--- Activity A ---
Sum up the church description below in two sentences.
--- Activity B ---
Print the part of the church description below that opens with the words containing "The adjoining bay" and closes with "the entrance portal.".

--- Document extract ---
▽

The adjoining bay of the presbytery has a ribbed vault connected to the reduced supports of the vault ended by a console. The consoles have simple floral and geometric motifs.

===Nave===
Also, the nave has the cross-ribbed vault with reduced supports. Massive columns and the simple shaped arcade look heavy-footed. The supports of the vault ended on a cornice of columns. From the cornice come out a cuboidal slab to the pointed arch. In every bay of the nave is a window above the arcade which is a typical feature of the basilica. In the western part of the church was built the organ loft which is supported by the cross vault. It creates a quite lowered space behind the entrance portal.

On the border of the northern aisle and the nave are placed paintings Enthroned Madonna and Jesus crowned by two angels from 1270. The fresco of the Crucifixion is on the border of the southern aisle and the nave.

△

--- Available data ---
▽

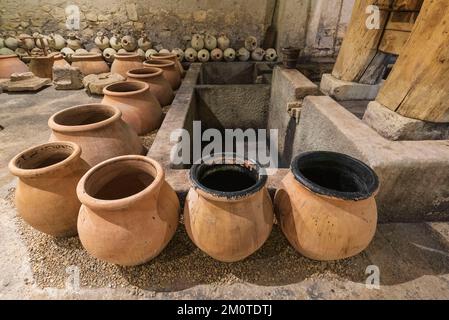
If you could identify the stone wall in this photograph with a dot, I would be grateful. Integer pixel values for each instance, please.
(316, 25)
(168, 22)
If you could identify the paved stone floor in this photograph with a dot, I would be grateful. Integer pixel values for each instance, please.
(413, 259)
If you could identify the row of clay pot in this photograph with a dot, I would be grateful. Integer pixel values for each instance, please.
(81, 137)
(10, 64)
(325, 207)
(129, 213)
(122, 209)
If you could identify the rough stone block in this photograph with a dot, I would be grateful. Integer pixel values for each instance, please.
(394, 126)
(414, 175)
(345, 90)
(67, 78)
(94, 83)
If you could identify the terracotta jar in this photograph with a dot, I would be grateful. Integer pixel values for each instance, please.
(171, 57)
(59, 61)
(98, 129)
(45, 195)
(326, 205)
(10, 64)
(228, 212)
(159, 86)
(124, 62)
(140, 109)
(90, 63)
(170, 72)
(42, 67)
(129, 212)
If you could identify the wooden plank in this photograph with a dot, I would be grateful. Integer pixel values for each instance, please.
(393, 41)
(408, 5)
(360, 43)
(376, 70)
(417, 86)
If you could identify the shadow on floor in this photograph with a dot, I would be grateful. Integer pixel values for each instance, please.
(403, 252)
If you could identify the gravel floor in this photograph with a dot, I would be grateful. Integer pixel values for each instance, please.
(180, 266)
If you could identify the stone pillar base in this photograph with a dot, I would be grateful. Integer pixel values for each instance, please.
(394, 126)
(344, 90)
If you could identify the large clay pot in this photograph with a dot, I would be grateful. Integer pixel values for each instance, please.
(159, 86)
(59, 61)
(46, 191)
(99, 131)
(140, 109)
(10, 64)
(90, 63)
(171, 57)
(129, 212)
(228, 212)
(124, 62)
(42, 67)
(169, 71)
(326, 206)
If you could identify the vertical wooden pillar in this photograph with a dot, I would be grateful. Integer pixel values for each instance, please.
(359, 58)
(418, 86)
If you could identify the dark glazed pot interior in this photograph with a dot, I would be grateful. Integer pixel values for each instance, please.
(84, 115)
(227, 179)
(335, 175)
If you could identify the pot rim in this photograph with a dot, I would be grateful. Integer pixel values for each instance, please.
(152, 73)
(117, 114)
(4, 56)
(28, 173)
(158, 63)
(117, 204)
(142, 85)
(231, 159)
(126, 55)
(163, 56)
(357, 167)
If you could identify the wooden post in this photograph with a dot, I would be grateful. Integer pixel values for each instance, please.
(359, 57)
(418, 85)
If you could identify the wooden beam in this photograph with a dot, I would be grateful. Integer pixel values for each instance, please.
(360, 44)
(418, 85)
(393, 41)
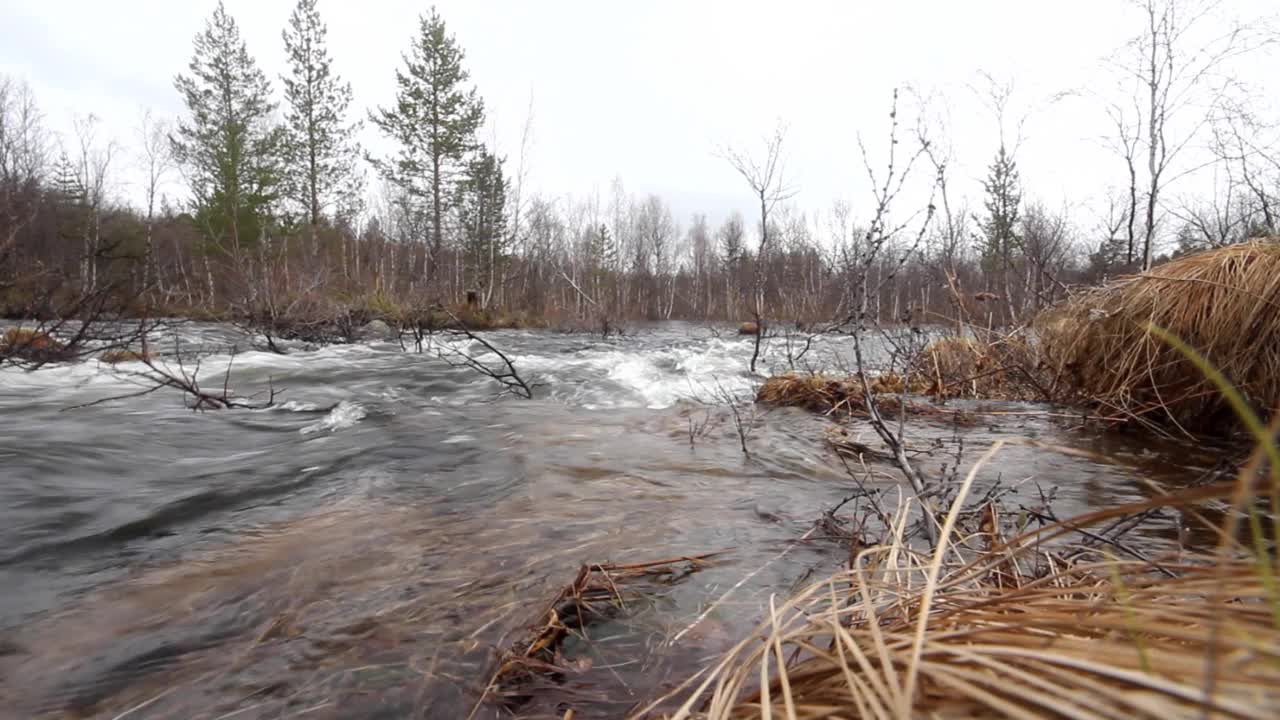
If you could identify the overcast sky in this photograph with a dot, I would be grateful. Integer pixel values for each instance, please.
(648, 91)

△

--- Response area A ---
The presbytery bay and the nave both have ribbed vaults with reduced supports, and the nave has massive columns that look heavy-footed, a window above the arcade in every bay, and an organ loft on a cross vault in the western part. Paintings of the Enthroned Madonna and of Jesus crowned by two angels, from 1270, are on the border of the northern aisle and the nave, and a fresco of the Crucifixion is on the border of the southern aisle and the nave.

--- Response area B ---
The adjoining bay of the presbytery has a ribbed vault connected to the reduced supports of the vault ended by a console. The consoles have simple floral and geometric motifs.

===Nave===
Also, the nave has the cross-ribbed vault with reduced supports. Massive columns and the simple shaped arcade look heavy-footed. The supports of the vault ended on a cornice of columns. From the cornice come out a cuboidal slab to the pointed arch. In every bay of the nave is a window above the arcade which is a typical feature of the basilica. In the western part of the church was built the organ loft which is supported by the cross vault. It creates a quite lowered space behind the entrance portal.